[Dataset records]
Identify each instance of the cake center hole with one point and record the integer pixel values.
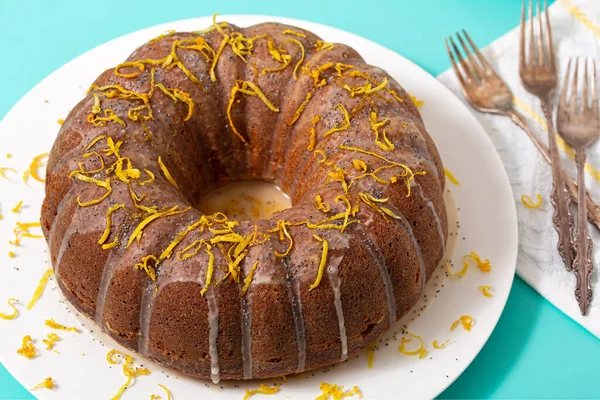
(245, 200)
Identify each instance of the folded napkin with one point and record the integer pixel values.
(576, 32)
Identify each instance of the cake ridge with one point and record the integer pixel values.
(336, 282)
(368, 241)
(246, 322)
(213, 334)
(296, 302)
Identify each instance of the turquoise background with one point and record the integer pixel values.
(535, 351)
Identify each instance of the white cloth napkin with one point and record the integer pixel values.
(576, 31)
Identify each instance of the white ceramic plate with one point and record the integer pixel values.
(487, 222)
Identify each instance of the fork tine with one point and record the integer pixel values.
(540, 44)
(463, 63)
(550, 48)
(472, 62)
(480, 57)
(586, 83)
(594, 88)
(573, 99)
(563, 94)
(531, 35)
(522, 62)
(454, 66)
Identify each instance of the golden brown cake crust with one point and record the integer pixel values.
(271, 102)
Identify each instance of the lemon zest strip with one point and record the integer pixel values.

WHAT YOU NEED TO DO:
Every line from the one containing "Identify each instance of the folded" through the last line of the entries must be written out verbatim, and no other line.

SOLUTION FOR THIS EXERCISE:
Identify each instance of the folded napkin with one point and record the integer pixel values.
(576, 32)
Identify each instance of the cake ridge with one point and record the integer pixel values.
(336, 282)
(368, 241)
(246, 322)
(213, 334)
(296, 302)
Identify each instance of the turquoise background with one point and record the integer pixel values.
(535, 351)
Identify each instance of the white cloth napkin with one point and record the integer pixel values.
(576, 31)
Identify each instance of the white ceramic plate with one point and record the integer pixel values.
(487, 222)
Identify each instance of the fork tine with one point and record the integer pixel values.
(540, 44)
(463, 63)
(550, 48)
(472, 62)
(480, 57)
(586, 83)
(594, 88)
(573, 99)
(563, 94)
(531, 35)
(522, 62)
(454, 66)
Identify each instance of the golden brown cake crust with one point and record the integer pixel values.
(271, 102)
Identify each instance of the lemon zest strip with one point and record the integer pixel values.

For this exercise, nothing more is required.